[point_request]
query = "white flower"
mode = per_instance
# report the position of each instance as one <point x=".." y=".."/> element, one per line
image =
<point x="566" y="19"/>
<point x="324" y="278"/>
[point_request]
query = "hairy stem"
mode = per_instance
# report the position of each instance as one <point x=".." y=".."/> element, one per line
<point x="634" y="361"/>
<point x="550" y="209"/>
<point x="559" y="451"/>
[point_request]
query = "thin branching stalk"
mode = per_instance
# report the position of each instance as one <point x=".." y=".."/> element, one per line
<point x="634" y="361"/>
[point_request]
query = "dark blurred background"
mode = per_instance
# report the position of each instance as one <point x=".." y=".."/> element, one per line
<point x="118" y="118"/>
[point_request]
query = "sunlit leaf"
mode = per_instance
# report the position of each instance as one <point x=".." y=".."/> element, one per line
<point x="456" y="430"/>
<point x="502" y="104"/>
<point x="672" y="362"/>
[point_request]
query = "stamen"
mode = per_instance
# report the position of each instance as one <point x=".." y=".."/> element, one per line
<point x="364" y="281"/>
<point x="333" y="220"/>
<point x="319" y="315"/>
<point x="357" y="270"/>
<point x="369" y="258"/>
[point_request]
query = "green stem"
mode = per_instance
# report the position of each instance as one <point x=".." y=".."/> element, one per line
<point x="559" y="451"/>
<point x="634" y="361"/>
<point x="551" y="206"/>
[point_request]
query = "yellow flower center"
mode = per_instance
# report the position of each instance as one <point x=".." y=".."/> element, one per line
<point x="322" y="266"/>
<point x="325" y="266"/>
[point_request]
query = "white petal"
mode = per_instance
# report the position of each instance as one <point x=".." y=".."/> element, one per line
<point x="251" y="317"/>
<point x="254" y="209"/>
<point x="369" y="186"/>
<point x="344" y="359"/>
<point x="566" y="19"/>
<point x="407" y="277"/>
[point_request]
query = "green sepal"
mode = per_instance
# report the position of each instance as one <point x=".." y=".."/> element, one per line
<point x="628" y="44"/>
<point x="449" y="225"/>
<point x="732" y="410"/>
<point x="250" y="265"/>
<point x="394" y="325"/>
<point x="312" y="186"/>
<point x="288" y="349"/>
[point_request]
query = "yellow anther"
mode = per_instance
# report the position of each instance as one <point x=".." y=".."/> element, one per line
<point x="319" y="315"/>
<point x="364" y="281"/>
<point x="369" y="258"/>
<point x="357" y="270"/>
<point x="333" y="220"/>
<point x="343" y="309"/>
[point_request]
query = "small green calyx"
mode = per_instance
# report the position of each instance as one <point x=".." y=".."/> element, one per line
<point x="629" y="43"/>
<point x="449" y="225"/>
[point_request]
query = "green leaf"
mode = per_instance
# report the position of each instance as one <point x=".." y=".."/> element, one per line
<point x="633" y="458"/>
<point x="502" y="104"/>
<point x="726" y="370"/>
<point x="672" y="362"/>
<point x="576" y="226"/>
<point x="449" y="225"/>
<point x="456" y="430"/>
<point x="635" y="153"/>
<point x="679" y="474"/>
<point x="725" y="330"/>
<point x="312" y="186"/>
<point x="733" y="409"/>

About this exercise.
Work through the records above. Copy every line with the string "white".

Solution to this problem.
query = "white flower"
query = "white petal"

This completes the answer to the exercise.